RECORDS FOR THIS EXERCISE ▸
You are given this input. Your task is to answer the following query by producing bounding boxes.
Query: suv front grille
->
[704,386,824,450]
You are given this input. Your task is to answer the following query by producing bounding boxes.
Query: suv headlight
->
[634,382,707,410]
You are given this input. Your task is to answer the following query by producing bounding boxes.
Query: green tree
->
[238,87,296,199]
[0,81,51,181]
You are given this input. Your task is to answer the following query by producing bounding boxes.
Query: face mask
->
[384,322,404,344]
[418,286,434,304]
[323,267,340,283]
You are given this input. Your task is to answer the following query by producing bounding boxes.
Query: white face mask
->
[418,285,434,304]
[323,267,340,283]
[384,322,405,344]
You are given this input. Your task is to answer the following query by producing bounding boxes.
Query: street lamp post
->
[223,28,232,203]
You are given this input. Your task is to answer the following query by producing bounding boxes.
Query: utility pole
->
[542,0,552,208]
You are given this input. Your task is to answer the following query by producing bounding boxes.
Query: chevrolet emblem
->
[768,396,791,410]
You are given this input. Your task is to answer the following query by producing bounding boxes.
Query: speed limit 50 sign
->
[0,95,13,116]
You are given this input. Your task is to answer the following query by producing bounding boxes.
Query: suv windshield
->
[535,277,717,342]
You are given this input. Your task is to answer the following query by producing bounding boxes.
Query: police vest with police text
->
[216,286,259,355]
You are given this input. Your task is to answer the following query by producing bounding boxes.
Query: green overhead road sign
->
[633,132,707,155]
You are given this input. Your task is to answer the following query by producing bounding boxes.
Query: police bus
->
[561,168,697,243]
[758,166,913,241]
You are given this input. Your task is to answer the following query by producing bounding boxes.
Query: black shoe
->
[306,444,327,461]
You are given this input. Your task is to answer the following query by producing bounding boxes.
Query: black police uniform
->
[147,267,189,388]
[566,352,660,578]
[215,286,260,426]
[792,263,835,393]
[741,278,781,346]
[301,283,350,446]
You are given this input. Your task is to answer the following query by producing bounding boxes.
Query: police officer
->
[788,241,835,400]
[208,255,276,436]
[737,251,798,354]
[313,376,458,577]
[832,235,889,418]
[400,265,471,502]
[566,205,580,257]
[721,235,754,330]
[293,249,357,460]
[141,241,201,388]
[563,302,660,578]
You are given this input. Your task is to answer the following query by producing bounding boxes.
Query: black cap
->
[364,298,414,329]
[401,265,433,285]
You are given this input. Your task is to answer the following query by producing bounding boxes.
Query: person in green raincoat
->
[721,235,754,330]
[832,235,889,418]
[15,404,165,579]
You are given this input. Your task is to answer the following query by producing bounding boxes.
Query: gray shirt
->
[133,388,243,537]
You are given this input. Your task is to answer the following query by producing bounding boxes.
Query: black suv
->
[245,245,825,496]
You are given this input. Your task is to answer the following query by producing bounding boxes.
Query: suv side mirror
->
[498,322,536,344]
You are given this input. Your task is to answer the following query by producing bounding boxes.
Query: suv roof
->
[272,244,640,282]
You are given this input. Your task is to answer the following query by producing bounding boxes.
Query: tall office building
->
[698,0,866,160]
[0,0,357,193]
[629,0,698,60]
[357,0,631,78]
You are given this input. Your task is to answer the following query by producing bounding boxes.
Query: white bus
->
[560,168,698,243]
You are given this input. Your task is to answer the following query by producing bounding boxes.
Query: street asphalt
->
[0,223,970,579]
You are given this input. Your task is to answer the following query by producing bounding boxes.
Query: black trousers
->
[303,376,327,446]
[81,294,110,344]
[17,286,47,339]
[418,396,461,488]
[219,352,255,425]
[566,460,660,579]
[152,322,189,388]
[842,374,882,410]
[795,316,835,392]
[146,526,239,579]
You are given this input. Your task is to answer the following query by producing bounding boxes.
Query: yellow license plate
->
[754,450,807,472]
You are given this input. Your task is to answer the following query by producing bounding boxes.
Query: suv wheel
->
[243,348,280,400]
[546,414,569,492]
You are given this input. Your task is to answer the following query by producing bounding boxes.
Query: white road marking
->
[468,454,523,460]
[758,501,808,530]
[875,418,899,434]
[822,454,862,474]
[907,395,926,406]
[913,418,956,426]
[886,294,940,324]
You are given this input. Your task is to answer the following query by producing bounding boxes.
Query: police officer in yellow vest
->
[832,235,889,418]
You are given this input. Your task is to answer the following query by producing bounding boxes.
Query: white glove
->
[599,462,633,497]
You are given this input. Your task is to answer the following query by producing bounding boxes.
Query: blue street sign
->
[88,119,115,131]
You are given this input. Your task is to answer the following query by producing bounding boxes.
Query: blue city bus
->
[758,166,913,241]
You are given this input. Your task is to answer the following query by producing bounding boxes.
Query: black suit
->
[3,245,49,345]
...
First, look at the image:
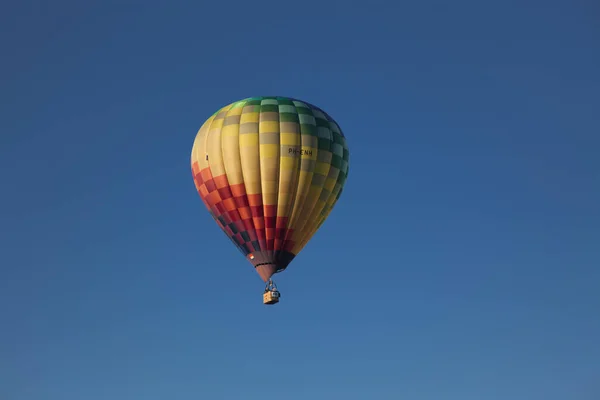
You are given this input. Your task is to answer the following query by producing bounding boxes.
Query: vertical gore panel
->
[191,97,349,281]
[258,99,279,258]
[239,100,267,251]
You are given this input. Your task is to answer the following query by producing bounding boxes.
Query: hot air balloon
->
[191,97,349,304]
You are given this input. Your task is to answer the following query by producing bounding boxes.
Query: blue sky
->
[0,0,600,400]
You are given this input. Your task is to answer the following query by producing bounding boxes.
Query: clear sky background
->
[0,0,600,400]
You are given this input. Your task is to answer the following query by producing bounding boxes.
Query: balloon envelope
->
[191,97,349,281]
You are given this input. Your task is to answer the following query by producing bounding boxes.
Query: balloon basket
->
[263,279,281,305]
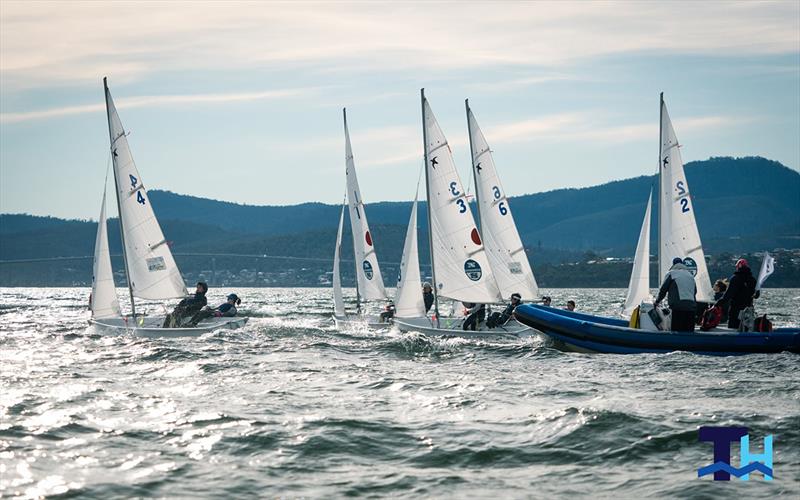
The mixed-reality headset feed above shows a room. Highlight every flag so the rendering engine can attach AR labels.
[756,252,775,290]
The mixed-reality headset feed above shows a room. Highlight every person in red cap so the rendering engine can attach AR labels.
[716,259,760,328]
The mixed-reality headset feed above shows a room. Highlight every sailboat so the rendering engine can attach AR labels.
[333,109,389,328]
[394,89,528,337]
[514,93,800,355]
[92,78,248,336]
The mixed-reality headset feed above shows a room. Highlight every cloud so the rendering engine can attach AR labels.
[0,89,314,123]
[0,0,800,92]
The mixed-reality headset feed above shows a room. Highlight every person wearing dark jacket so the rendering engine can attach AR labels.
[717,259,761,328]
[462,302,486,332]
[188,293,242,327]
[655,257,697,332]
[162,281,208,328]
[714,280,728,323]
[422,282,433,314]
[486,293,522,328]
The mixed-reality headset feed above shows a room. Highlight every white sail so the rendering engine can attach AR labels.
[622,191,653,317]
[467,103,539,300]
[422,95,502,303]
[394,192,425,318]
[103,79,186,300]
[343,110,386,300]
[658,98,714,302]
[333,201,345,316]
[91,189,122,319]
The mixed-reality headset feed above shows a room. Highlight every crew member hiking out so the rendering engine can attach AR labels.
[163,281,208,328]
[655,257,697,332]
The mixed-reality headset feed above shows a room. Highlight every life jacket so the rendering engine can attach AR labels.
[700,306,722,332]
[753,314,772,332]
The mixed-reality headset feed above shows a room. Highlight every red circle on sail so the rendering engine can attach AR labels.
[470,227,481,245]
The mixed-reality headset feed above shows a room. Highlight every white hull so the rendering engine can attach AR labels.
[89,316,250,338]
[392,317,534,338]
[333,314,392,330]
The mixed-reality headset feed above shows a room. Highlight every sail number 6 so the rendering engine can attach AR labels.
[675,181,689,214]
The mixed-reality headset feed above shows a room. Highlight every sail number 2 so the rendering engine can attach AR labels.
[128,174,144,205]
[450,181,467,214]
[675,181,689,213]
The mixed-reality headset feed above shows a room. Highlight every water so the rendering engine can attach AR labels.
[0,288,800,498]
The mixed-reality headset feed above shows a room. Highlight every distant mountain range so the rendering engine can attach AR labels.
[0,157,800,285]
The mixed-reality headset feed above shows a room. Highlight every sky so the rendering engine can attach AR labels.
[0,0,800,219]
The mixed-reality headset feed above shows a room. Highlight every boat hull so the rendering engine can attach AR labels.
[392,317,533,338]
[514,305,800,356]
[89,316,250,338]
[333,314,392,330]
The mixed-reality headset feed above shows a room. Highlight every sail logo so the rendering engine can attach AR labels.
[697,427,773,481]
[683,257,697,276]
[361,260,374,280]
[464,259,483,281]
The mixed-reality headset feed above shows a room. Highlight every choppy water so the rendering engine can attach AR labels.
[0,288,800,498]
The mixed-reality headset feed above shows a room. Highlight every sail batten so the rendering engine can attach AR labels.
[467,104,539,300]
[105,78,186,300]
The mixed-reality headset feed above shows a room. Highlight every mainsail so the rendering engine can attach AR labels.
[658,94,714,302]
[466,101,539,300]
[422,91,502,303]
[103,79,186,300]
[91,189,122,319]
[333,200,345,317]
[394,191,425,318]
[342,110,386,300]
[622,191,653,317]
--
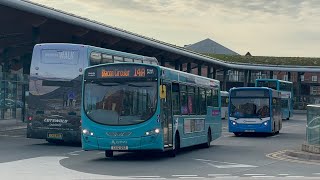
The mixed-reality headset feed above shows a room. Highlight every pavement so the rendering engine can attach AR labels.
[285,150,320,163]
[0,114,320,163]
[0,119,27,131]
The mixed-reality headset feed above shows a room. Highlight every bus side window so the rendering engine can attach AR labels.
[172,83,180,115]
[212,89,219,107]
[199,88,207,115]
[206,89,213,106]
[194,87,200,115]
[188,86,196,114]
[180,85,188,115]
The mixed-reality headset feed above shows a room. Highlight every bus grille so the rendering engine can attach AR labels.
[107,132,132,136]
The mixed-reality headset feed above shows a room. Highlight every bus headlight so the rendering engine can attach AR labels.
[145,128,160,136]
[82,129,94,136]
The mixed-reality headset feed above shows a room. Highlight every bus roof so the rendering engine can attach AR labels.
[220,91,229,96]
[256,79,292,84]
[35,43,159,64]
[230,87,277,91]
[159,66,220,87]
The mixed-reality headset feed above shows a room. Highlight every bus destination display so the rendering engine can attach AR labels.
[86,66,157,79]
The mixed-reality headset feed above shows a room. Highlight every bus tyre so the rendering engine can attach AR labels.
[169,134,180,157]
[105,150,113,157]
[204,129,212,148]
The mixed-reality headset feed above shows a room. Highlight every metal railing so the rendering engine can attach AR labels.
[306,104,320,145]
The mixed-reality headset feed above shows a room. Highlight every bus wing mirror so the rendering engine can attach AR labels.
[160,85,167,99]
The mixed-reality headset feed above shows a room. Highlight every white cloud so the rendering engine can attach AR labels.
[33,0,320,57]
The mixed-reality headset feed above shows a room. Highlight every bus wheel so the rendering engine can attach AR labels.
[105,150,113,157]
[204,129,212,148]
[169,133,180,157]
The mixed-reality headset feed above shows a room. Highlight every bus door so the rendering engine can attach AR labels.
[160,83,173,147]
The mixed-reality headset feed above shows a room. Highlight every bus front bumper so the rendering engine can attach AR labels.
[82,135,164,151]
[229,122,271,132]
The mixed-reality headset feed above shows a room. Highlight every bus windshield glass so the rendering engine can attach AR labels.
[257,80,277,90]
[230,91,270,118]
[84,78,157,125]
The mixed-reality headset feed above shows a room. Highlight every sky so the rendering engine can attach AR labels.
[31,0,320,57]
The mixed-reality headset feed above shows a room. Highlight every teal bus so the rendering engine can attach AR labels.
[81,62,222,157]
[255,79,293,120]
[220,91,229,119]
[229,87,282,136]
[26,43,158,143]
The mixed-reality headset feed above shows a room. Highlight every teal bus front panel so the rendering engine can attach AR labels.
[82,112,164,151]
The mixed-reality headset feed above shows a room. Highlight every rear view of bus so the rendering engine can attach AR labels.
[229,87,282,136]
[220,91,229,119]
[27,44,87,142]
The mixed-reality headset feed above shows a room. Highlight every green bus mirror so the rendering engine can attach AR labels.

INSTRUCTIONS FOR THE TASK ▸
Please output an exact copy of the records from the line with "every sail logo" up to and including the line with "[105,78,186,300]".

RESPONSE TO THE EXERCISE ▸
The mixed-reality headset feed above shows a room. Highlight every sail logo so the rendering engine can attach AR labels.
[697,427,773,481]
[683,257,697,276]
[361,260,374,280]
[464,259,483,281]
The mixed-reality headset feed above shows a room. Highlight every choppy water so the rendering engine can attach AR labels.
[0,288,800,498]
The mixed-reality headset feed above shows a room. Highlight every sail batten so the rendering engine can attach AR labels.
[467,104,539,300]
[105,78,186,300]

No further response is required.